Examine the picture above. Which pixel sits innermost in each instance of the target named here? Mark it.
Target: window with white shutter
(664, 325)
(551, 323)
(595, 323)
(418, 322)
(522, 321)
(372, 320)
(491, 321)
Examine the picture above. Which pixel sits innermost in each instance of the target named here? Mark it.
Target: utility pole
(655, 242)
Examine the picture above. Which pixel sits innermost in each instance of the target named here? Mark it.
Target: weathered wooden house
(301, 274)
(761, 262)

Task requirements => Only the lines from the one containing "Target: utility pole" through the last line of the records belong in the answer, each written out exactly.

Reply to the exercise =>
Target: utility pole
(655, 242)
Examine the picture above. Which pixel sits innermost in each instance of the target named here? Mark it.
Target: weathered wooden house
(301, 274)
(761, 262)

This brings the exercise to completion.